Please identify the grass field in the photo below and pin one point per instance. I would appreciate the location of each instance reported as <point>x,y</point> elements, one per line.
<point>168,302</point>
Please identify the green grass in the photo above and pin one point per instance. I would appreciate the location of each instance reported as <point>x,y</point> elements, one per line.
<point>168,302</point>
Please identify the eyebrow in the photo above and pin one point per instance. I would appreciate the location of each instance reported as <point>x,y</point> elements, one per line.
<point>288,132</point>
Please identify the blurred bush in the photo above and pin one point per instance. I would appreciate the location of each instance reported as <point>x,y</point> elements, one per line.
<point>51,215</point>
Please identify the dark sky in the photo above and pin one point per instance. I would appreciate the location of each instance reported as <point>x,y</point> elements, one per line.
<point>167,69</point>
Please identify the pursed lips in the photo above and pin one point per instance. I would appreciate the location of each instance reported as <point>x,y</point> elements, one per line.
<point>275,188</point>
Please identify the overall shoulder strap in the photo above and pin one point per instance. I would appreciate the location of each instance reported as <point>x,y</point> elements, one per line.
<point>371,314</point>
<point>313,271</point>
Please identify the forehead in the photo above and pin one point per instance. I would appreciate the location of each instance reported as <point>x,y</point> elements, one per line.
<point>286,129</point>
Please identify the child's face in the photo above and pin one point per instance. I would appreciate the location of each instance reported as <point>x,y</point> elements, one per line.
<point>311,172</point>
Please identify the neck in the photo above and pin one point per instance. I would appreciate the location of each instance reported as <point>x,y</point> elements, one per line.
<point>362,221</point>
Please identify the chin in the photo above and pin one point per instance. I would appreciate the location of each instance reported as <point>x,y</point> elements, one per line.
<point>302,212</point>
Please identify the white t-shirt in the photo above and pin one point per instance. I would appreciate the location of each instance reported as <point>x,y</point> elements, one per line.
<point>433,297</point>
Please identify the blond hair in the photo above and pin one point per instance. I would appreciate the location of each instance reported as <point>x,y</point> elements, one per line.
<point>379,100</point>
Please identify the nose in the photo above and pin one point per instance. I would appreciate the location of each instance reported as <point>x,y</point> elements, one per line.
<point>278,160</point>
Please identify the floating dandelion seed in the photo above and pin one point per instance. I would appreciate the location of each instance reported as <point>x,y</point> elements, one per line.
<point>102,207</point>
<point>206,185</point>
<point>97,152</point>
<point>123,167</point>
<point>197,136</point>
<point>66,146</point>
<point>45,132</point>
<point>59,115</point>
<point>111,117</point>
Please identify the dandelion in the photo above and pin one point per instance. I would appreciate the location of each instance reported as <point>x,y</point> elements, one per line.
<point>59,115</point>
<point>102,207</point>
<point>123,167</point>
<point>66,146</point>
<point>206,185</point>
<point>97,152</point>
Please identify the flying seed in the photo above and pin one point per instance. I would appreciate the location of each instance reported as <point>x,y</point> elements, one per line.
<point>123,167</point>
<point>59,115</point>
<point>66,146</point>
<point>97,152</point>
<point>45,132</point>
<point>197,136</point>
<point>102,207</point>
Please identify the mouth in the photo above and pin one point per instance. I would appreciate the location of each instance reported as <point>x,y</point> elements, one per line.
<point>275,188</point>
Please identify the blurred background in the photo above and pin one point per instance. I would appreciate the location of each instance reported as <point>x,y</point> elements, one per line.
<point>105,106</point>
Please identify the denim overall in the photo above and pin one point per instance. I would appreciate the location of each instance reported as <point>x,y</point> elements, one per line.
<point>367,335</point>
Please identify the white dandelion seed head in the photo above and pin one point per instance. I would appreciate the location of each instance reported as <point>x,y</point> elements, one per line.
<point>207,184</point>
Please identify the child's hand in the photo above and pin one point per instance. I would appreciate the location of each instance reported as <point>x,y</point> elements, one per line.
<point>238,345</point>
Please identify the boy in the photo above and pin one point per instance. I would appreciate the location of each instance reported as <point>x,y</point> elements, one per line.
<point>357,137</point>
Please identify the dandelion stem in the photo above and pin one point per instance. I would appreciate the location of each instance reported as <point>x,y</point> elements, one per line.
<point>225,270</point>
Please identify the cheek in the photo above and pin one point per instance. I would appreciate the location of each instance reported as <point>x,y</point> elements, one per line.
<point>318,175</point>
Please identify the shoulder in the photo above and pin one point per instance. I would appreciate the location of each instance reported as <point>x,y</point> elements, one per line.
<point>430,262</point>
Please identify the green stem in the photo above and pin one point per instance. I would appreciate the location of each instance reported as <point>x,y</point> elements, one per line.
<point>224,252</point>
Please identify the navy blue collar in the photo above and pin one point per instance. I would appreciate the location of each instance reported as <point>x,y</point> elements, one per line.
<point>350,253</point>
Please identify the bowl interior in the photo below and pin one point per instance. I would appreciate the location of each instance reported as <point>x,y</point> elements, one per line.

----------------

• **Work to be completed**
Nothing but the lines from the one containing "Please identify the shoulder" through the final line of the data above is to be reproduced, each exactly as written.

• **Result for this task**
Please identify the shoulder in the photo above and pin one point per instance. I would appreciate the location of each instance reported as <point>x,y</point> elements, one per line.
<point>430,262</point>
Please identify the green stem in the photo above and pin one point per instance. I would appreciate the location of each instance reported as <point>x,y</point> elements, one per line.
<point>224,252</point>
Please identify the navy blue collar in the photo above and pin one point per instance. I would appreciate the location of each instance reported as <point>x,y</point> elements, one per line.
<point>350,253</point>
Please identify the bowl interior in the photo below and pin one point per instance. I would appreciate the location of each instance reported as <point>x,y</point> elements, one per line.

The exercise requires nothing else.